**Exercise directions:** Reproduce all of the data exactly.

**Raw data:**
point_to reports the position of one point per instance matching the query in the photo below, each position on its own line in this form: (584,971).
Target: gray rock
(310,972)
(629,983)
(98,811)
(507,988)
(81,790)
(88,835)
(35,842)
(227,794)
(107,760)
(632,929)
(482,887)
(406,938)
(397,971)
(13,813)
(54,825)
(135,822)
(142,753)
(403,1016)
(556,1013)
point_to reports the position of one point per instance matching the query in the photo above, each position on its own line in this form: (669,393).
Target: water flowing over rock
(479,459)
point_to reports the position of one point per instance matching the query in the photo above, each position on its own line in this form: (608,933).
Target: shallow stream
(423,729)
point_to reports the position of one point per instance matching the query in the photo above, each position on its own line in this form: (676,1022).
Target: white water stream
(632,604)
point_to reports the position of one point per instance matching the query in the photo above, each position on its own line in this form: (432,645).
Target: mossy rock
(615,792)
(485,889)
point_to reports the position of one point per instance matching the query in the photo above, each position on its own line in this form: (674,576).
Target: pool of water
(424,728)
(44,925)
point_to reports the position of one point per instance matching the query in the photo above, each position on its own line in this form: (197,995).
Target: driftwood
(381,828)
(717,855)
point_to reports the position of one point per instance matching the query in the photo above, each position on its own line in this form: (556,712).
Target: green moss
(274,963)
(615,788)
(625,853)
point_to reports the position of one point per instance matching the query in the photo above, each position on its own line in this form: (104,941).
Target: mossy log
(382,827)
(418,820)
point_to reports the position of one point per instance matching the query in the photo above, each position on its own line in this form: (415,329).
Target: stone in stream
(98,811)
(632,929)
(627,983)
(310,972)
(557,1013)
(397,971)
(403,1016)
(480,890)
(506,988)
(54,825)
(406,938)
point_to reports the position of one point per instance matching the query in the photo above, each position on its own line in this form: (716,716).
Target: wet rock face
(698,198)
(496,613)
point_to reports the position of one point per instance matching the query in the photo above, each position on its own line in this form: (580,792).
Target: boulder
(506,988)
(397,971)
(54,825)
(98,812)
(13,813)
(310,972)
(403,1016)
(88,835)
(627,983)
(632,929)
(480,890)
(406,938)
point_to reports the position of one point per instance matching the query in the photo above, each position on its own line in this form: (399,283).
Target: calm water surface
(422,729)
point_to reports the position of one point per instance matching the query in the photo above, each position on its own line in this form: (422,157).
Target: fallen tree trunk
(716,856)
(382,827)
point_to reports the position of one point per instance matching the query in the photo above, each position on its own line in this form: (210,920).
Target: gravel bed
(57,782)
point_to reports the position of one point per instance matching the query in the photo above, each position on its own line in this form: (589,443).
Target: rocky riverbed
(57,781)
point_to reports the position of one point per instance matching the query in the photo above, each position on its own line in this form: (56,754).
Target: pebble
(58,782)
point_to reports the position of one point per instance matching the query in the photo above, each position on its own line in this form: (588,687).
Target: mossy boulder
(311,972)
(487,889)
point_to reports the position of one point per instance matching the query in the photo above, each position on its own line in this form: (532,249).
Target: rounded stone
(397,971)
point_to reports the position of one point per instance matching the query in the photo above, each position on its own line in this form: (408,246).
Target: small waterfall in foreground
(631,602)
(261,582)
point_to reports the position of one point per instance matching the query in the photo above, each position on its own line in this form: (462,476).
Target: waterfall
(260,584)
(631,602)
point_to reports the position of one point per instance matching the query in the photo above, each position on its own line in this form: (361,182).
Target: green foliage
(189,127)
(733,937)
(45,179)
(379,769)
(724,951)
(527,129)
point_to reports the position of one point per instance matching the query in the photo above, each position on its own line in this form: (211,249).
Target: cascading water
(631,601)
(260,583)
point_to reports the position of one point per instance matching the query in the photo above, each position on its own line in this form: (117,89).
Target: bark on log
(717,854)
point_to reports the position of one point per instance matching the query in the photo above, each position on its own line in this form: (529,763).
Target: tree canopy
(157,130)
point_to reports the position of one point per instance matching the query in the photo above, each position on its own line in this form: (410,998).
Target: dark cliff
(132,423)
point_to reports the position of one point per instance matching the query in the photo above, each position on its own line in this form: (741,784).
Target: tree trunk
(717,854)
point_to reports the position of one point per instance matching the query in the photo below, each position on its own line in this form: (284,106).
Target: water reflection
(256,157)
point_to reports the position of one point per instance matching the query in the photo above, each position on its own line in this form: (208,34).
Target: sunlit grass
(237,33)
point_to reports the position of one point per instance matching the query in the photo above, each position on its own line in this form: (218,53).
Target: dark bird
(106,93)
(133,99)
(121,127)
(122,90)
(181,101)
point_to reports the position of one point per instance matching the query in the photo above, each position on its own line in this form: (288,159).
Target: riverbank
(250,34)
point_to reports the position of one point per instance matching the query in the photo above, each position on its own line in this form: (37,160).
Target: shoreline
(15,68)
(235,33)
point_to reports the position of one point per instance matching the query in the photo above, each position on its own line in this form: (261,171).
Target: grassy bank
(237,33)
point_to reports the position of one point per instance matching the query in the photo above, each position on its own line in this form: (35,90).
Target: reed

**Output for this task:**
point_to reports the position of one point per instance matching the query in the photo below, each position on its own line in this form: (584,971).
Target: gray rock
(310,972)
(629,983)
(98,811)
(507,988)
(81,790)
(88,835)
(35,842)
(227,794)
(107,760)
(632,929)
(482,887)
(406,938)
(397,971)
(13,813)
(54,825)
(135,822)
(142,753)
(403,1016)
(556,1013)
point_to reports the position of one point per instance matching the query in the photo above, each position on its own line in this form: (669,393).
Target: water flowing over rock
(479,459)
point_to reports the position of one point per instance matching the query in the photo above, each position on its own line in this form: (608,933).
Target: shallow stream
(423,729)
point_to reports the position of one point per instance matching the query in the photo above, each position on its own line in this form: (676,1022).
Target: white water stream
(632,604)
point_to reports the position of one point per instance matching the query in the photo above, each position on its own line in this form: (432,645).
Target: mossy rock
(615,792)
(485,889)
point_to reports the position of one point per instance matching the query in the photo above, each position on its own line in this form: (674,576).
Target: pool of water
(424,728)
(44,925)
point_to reports the position of one point per instance matching the query in the photo above, each position on its own line in this form: (197,995).
Target: driftwood
(381,828)
(717,855)
point_to reports the position of one point per instance matching the query in the photo above, each position on its own line in this form: (556,712).
Target: green moss
(274,963)
(615,788)
(625,853)
point_to reports the position of one point per instance matching the query in the photo above, each position on its own line in this form: (104,941).
Target: mossy log
(382,827)
(418,820)
point_to reports the position of one point per instance matching the query in the photo above, each position on its own line in this form: (415,329).
Target: stone in stream
(98,811)
(632,929)
(627,983)
(310,972)
(557,1013)
(397,971)
(403,1016)
(480,890)
(506,988)
(54,825)
(406,938)
point_to reports the position of one point per instance matching the query in the photo above, each position on its own line in this form: (716,716).
Target: wet rock face
(698,198)
(496,613)
point_to reports the position of one point per instance matching the query in the photo above, each position on its own line in this form: (580,792).
Target: boulder
(506,988)
(397,971)
(54,825)
(98,812)
(13,813)
(310,972)
(403,1016)
(88,835)
(627,983)
(632,929)
(480,890)
(406,938)
point_to reports the position of one point per instance matching the query in the photo above, each position on its own line in this form: (399,283).
Target: calm water surface
(422,729)
point_to reports the position of one point per instance matching the query in the photo above, each position on its own line in this form: (422,157).
Target: fallen tree trunk
(716,856)
(382,827)
point_to reports the position of one point per instance matching the query in the photo above, each position on its own line in this form: (210,920).
Target: gravel bed
(57,782)
point_to reports the position of one point per instance matching the query in the photo above, each position on its own line in this form: (589,443).
Target: rocky riverbed
(57,781)
point_to reports the position of one point per instance matching the query in the photo above, each position on its own line in this form: (56,754).
Target: pebble
(58,782)
point_to reports the position of one point per instance matching the query in the photo above, each position on its own line in this form: (588,687).
Target: mossy boulder
(311,972)
(487,889)
point_to reports the position of one point per instance matching the query in the photo above, each position on its own line in this form: (532,249).
Target: rounded stone
(397,971)
point_to reports the position of one point per instance matching the query in the photo above, each position on its own line in this form: (408,246).
Target: small waterfall in foreground
(631,602)
(261,582)
point_to reports the position of one point per instance matching the query in the photo above, each position on its own line in this form: (462,476).
Target: waterfall
(260,584)
(631,602)
point_to reports the position of one point per instance matching the query in the photo above, each position on its own line in this form: (361,182).
Target: green foliage
(189,127)
(733,937)
(45,179)
(379,769)
(724,951)
(527,129)
point_to reports the position of one point per instance matching the query in the photo above, each position on its own line in this form: (211,249).
Target: cascading water
(631,601)
(260,583)
point_to reports the position of one point per instance matching the query in the photo above, each position on its own line in this form: (117,89).
Target: bark on log
(717,854)
point_to reports the position of one point per instance matching the query in the photo above, each position on its own line in this form: (529,763).
Target: tree canopy
(157,130)
point_to reports the position of one point per instance matching the query in the photo above, each position on its own line in this form: (410,998).
Target: dark cliff
(132,423)
point_to reports the position of one point per instance matching the query in the photo above, each position on its own line in this form: (741,784).
Target: tree trunk
(717,854)
point_to reports the position of one point per instance matching the query in the photo below, each position on its own line in this form: (284,106).
Target: water reflection
(256,157)
point_to reports the position of one point per instance matching the query in the photo above, each position on its own line in this form: (208,34).
Target: sunlit grass
(237,33)
point_to reports the position of one point per instance matching the query in the photo above, each position on its own line in this form: (218,53).
Target: dark bird
(106,93)
(133,99)
(121,127)
(122,90)
(181,101)
point_to reports the position of one point per instance matching the query in the photo above, each position on its own line in this form: (288,159).
Target: riverbank
(250,34)
point_to reports the position of one point per instance matching the query in the photo above, each position on its own line in this form: (37,160).
Target: shoreline
(15,68)
(235,33)
point_to reports the position of one point per instance matching the query in the photo above, each position on its own line in this form: (261,171).
Target: grassy bank
(237,33)
point_to reports the position of one point per instance matching the query in the photo above, each position on its own line in this form: (35,90).
Target: reed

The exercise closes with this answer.